WHAT THE EXERCISE ASKS: Of the lines below, write out exactly those from the line with "Target: silver suv" through the line with "mark the pickup", both included, and skip the rest.

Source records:
_ _ _ _

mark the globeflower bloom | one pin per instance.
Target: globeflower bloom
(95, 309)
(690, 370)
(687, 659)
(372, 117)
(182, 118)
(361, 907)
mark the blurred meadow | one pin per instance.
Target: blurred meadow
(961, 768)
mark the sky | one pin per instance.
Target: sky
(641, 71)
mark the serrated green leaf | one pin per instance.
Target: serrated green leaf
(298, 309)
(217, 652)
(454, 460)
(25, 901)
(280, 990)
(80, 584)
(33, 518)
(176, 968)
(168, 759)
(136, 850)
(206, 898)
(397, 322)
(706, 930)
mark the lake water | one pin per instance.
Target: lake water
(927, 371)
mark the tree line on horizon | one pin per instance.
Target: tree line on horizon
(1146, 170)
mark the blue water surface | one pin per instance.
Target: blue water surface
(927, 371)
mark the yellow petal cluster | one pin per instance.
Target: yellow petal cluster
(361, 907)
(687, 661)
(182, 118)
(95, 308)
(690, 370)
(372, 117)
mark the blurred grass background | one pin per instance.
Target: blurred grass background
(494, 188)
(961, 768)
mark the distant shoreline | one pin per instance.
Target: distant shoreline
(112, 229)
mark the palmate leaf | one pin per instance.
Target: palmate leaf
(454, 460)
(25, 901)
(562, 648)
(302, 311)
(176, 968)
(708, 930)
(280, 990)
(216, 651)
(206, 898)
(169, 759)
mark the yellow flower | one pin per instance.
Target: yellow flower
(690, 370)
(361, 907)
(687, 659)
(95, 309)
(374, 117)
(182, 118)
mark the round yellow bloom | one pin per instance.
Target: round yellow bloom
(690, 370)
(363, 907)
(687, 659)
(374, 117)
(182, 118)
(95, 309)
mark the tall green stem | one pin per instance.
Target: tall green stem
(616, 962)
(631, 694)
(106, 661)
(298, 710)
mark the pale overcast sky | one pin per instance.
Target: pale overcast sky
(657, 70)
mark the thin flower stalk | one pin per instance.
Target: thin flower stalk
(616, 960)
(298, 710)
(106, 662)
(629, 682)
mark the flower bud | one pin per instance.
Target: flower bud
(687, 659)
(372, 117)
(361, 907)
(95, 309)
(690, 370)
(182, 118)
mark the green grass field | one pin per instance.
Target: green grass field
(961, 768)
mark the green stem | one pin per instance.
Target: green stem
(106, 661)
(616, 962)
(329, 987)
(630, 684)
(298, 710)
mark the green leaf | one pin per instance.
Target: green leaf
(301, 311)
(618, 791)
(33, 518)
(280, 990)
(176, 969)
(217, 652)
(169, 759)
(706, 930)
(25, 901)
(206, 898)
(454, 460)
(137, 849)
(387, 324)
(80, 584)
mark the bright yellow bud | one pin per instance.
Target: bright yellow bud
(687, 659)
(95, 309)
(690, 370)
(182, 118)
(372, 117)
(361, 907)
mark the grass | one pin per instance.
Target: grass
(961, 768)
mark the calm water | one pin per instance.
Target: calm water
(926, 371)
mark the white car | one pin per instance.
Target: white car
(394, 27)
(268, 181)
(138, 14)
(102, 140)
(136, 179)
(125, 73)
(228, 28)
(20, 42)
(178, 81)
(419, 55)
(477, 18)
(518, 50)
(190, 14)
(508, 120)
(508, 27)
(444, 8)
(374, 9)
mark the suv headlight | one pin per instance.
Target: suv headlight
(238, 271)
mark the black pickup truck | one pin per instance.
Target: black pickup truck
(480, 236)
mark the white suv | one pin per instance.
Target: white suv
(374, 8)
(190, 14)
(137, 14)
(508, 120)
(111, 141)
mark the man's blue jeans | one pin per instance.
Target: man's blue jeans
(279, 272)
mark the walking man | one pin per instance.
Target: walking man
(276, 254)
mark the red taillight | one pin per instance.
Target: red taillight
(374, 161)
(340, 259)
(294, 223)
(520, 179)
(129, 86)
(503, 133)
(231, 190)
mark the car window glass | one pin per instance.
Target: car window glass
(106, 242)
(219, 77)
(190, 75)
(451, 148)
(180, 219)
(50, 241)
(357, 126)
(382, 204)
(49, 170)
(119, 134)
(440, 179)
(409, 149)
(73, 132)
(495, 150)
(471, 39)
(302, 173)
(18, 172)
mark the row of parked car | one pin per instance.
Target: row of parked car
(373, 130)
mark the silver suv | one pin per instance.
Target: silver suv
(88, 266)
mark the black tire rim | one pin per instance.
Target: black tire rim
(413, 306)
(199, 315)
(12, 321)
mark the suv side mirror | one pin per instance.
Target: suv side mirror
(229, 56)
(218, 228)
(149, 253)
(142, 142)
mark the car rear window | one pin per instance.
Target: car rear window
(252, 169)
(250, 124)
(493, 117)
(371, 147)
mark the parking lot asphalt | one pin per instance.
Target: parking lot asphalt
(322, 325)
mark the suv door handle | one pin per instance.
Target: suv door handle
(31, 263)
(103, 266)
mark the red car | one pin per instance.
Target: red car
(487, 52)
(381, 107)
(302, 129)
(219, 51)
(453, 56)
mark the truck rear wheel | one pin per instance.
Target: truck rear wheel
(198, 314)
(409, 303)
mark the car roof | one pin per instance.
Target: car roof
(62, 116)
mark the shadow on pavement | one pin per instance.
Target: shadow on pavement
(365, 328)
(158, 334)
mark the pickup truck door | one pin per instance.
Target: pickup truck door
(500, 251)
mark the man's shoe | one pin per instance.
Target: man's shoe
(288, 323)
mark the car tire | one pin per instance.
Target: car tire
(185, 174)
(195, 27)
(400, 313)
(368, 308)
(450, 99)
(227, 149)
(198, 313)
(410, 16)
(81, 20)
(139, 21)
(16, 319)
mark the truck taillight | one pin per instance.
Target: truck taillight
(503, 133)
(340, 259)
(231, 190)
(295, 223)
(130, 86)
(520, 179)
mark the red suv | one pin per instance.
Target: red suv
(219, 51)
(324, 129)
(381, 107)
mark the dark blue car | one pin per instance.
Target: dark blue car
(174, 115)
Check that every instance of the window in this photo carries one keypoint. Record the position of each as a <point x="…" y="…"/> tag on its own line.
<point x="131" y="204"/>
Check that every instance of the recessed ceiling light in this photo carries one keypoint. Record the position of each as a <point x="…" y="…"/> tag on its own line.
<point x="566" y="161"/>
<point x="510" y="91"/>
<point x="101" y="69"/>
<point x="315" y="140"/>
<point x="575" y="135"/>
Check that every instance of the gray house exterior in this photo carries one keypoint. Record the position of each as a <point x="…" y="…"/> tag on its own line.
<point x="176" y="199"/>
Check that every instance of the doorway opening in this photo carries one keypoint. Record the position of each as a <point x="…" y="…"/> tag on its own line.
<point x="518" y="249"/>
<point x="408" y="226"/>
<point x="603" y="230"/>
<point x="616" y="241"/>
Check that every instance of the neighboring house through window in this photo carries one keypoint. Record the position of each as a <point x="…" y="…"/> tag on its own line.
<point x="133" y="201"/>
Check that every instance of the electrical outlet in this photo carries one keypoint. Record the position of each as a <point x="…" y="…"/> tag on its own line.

_ _ _ _

TASK RESPONSE:
Target: silver suv
(88, 266)
mark the black tire rim | one pin per instance.
Target: black tire rim
(413, 306)
(199, 315)
(12, 321)
mark the suv side mirror | one pin per instance.
Target: suv side mirror
(229, 56)
(218, 228)
(149, 253)
(142, 142)
mark the car rear window | one pin per instance.
Target: car rear window
(252, 169)
(250, 124)
(493, 117)
(371, 147)
mark the parking lot asphalt | one pin per instance.
Target: parking lot asphalt
(322, 325)
mark the suv door handle | one pin per instance.
Target: suv door handle
(31, 263)
(103, 266)
mark the red car | one pin per instance.
Target: red car
(487, 52)
(381, 107)
(302, 129)
(219, 51)
(453, 56)
mark the truck rear wheel | one pin per instance.
Target: truck rear wheel
(198, 314)
(409, 303)
mark the car roof | one pin per instance.
Target: car roof
(62, 116)
mark the shadow on pavement | one pin per instance.
Target: shadow on pavement
(365, 328)
(158, 334)
mark the pickup truck door | one pin per instance.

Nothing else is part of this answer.